◆ Document text
--- start ---
## TODO
1. Ask Martin about how Wyckoffs should be represented (per site? reduced?)
2. aiida CIF database
    1. Convert to `pymatgen.core.Structure` s
    2. Create mongoDB collection for `pymatgen.core.Structure` s
3. Fingerprint mongoDB
    1. Make a collection for each flavor of fingerprint
    2. Add all related metadata, tolerances, etc. (spglib / STRUCTURE TIDY / pymatgen)
4. Create RESTful interface for structures, fingerprinting, etc.
    1. GET fingerprints by sending structure data (CIF, `pymatgen.core.Structure`, etc.)
    2. GET structures by query
    3. GET structure comparisons
        1. pymatgen comparison
        2. XRD subtraction using pymatgen XRD
        3. ...

In [1]:
import pymatgen
import pymatgen.symmetry.structure
import re
class StidyParser(object):
    def __init__(self: object, stidy_output: str) -> None:
        self.output = stidy_output
        return
    
    @property
    def formula(self: object) -> str:
        '''str: Reduced chemical formula'''
        regexp = re.compile('Structure Tidy Results for\s*(\w*)')
--- end ---
◆ The tasks
- a) From the TODO notes above, transcribe the passage from "2. aiida CIF" to "structures, fingerprinting, etc." without any changes.
- b) Render the TODO item "Make a collection for each flavor of fingerprint" in French.

◆ Source data
--- start ---
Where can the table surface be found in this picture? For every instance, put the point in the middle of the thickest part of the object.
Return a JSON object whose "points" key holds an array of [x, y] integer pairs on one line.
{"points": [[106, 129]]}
--- end ---
◆ The results
- a)
2. aiida CIF database
    1. Convert to `pymatgen.core.Structure` s
    2. Create mongoDB collection for `pymatgen.core.Structure` s
3. Fingerprint mongoDB
    1. Make a collection for each flavor of fingerprint
    2. Add all related metadata, tolerances, etc. (spglib / STRUCTURE TIDY / pymatgen)
4. Create RESTful interface for structures, fingerprinting, etc.

- b) Créer une collection pour chaque type d'empreinte.